▶ **TEXTE FOURNI**:
+++

Il va falloir attendre près de 25 siècles pour démontrer que l’on pouvait aller au delà des atomes et qu’en fait ils ne constituent pas l’ultime stade de la nature! Bel exemple des progrès du Comment.

Le fait que la terre est un globe et non une surface plane était déjà connu des Grecs,  la circonférence en avait été calculée par un grec d’Alexandrie, Eratosthene (Ἐρατοσθένης ).

 Dès le deuxième siècle avant JC  par une observation très subtile, il connaissait la distance séparant Alexandrie de la ville de Syènne (aujourd’hui Assouan) dans le sud de l’Égypte. il attendit un jour midi à Assouan et midi à Alexandrie, quand les rayons du soleil arrivaient pile dans un puits assez profond, ce qui assurait la verticalité des rayons, à la même heure, à Alexandrie il mesurait  l’angle de l’ombre portée d’un obélisque, référence verticale, la valeur de cet angle entre 6 et 7 degrés et la distance entre les deux villes donnait facilement la circonférence de notre globe, et ceci à 400 km près de la valeur calculée aujourd’hui, voilà un autre bel exemple de la recherche du Comment!

Il va falloir attendre quelques siècles pour voir à nouveau progresser la recherche du Comment. Elle va se développer à partir de la Renaissance et c’est grâce à la lumière et au progrès accomplis dans la taille des lentilles optiques que des découvertes importantes seront faites.

Les lentilles, permettront d’explorer le microcosme et le macrocosme.

Copernic (1473-1543) fera la révolution qui porte son nom  en théorisant l’héliocentrisme par opposition au système compliqué de Ptolémée, qui voyait la terre comme centre du monde.

Galilée et sa lunette
Crédit : Christian Jégou/Observatoire de Paris/Découvertes Gallimard

 Cette théorie de l’héliocentrisme se verra confirmée par Galilée (1564-1642) grâce à son télescope. Ce même télescope qui venait des Pays-Bas et qu’il perfectionna. Il découvrira ainsi les satellites de Jupiter, ce qui lui fera comprendre que la Terre n’est pas le centre du monde. Au demeurant, l’on sait tous les ennuis que cette position lui attirèrent, car l’Eglise avait toujours suivi Ptolémée et il n’était pas question pour elle d’accepter un nouveau système qui chamboulait les Ecritures.

+++

▶ **DONNÉES FOURNIES**:
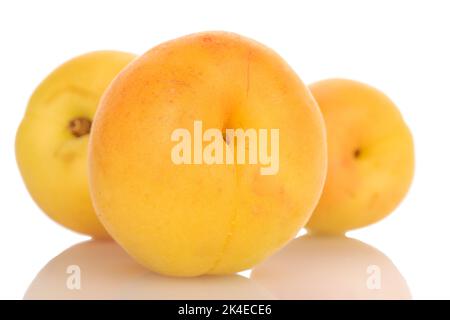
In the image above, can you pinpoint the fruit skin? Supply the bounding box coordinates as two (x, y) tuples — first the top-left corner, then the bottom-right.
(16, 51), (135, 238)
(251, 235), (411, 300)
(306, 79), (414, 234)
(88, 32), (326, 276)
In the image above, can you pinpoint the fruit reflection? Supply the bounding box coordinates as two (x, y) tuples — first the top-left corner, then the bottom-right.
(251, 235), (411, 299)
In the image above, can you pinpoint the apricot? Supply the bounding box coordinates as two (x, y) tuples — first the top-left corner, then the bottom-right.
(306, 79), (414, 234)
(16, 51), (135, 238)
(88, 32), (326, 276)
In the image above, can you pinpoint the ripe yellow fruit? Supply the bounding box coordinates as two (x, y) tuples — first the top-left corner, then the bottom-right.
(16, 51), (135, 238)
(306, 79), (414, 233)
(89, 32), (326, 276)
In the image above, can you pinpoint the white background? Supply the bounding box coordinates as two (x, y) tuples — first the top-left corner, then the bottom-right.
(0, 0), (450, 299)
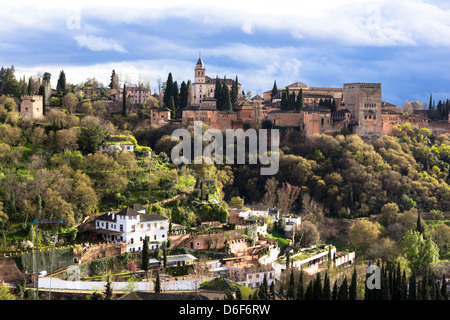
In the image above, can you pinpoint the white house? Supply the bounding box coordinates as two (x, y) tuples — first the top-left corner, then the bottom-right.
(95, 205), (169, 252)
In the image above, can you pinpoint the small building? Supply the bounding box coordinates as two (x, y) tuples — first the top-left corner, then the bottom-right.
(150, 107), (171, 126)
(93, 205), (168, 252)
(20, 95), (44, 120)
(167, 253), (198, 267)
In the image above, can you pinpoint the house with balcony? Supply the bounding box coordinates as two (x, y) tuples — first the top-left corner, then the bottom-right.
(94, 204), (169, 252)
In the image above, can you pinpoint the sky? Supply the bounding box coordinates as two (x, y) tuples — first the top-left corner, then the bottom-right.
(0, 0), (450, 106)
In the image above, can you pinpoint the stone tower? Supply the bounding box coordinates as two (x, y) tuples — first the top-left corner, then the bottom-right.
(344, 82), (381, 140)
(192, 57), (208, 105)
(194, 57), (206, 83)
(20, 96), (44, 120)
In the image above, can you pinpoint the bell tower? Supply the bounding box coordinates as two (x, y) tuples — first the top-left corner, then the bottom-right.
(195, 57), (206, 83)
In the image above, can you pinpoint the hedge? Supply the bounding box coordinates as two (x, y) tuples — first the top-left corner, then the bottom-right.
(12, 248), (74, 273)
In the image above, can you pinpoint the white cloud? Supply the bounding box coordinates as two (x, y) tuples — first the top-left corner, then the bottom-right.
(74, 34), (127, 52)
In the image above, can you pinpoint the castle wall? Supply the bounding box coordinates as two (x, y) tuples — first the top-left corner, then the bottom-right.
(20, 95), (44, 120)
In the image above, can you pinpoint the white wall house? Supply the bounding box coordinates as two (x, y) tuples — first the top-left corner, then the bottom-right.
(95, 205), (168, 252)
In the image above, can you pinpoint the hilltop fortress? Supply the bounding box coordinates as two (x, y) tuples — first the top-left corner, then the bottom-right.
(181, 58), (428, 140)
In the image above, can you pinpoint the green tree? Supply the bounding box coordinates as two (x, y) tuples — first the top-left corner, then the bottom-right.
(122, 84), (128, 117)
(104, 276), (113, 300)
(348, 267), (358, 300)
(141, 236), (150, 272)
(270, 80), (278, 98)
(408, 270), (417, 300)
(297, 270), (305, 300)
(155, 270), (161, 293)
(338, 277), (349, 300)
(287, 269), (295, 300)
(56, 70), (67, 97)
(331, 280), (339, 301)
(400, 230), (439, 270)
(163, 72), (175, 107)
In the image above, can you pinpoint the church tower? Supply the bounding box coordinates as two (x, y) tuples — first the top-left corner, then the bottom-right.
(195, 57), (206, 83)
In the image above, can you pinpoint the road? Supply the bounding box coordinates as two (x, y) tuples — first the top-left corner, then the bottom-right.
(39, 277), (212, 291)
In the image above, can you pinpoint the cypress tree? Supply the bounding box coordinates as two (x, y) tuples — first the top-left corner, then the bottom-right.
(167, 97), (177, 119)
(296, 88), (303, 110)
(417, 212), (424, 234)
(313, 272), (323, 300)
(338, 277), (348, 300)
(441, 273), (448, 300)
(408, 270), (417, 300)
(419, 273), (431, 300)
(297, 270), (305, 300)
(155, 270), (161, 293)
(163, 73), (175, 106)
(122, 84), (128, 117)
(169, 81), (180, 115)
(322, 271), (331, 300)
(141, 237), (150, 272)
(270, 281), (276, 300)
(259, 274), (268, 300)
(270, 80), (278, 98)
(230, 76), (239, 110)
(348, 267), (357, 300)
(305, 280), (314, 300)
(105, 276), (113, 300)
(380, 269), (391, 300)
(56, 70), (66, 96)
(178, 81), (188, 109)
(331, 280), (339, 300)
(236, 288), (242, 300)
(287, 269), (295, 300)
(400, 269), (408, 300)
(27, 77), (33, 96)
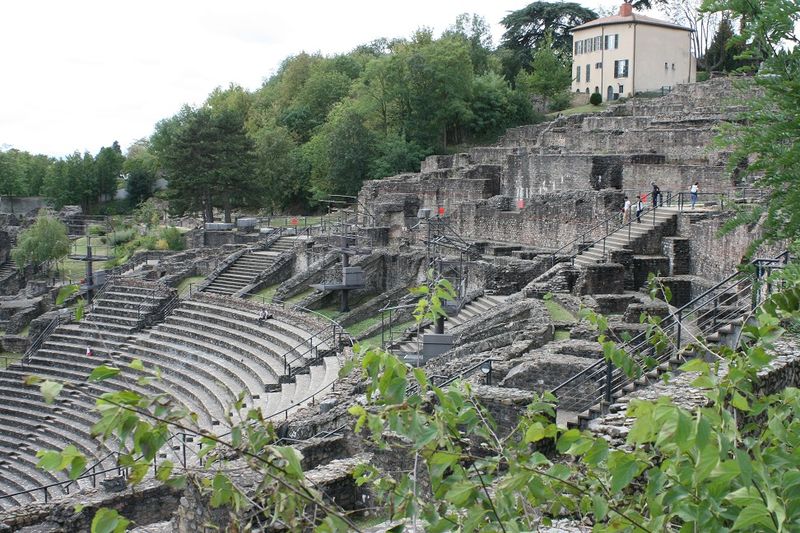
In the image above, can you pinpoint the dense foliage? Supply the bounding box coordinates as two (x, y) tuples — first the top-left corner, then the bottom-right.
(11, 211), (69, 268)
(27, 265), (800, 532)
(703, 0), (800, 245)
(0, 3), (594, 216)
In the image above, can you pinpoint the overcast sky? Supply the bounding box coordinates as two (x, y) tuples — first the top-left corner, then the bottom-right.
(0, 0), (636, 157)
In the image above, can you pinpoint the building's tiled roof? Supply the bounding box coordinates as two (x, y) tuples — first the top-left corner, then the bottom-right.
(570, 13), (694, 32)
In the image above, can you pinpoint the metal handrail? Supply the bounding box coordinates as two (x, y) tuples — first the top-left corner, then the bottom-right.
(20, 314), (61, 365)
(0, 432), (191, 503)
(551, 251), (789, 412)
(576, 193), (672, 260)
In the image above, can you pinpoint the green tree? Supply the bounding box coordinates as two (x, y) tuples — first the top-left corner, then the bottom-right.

+++

▶ **CONSIGNES D'EXERCICE**:
• 1. D'après le texte sur l'histoire des sciences, pourquoi l'Église refusait-elle le système soutenu par Galilée ? Répondez en une à trois phrases.
• 2. Relevez tous les lieux terrestres (villes ou pays) cités dans le texte sur l'histoire des sciences.
• 3. Prolongez le texte sur l'histoire des sciences après sa dernière phrase.

▶ **CORRIGÉ**:
• 1. L'Église avait toujours suivi Ptolémée, qui plaçait la Terre au centre du monde. Il n'était pas question pour elle d'accepter un nouveau système qui chamboulait les Écritures.

• 2. Alexandrie ; Syènne (aujourd'hui Assouan) ; l'Égypte ; les Pays-Bas.

• 3.
Son procès est demeuré célèbre et c’est seulement parce qu’il était un ami du Pape, que l’Inquisition ne le condamna seulement qu’à résidence. On se souvient tous du : « Et pourtant elle tourne ! « , citation sans doute apocryphe, mais ô combien célèbre !

Avec la Renaissance au XVIème siècle, apparaitra l’explosion de la méthode scientifique, éteinte depuis les Grecs. C’est dans tous les domaines que vont alors se développer des quantités de découvertes qui vont bouleverser la connaissance du monde.

Les connaissances (ou tout du moins ce que l’on croyait en connaître), étaient basées sur les traces qui subsistaient du passé, sans nulle mise en doute de leur contenu et la religion qui contrôlait la société d’alors en avait fait les bases de son credo! Ainsi l’on ne pouvait y toucher sans ébranler les fondements de la société.

Et nous serons sensibilisés quant à la manière dont ces évolutions de la connaissance se produiront, car c’est par la lumière que ces connaissances seront acquises, et c’est par l’optique (tant en direction du macroscosme que du microcosme) que nous commencerons à découvrir l’organisation du monde et de l’univers.

Succédant à Galilée, le plus grand savant du XVIIème siècle et sans doute un des plus grands savant tout court, il s’agit d’ Isaac Newton (1643-1727), qui excellait dans de nombreux domaines, mathématiques, physique, astronomie.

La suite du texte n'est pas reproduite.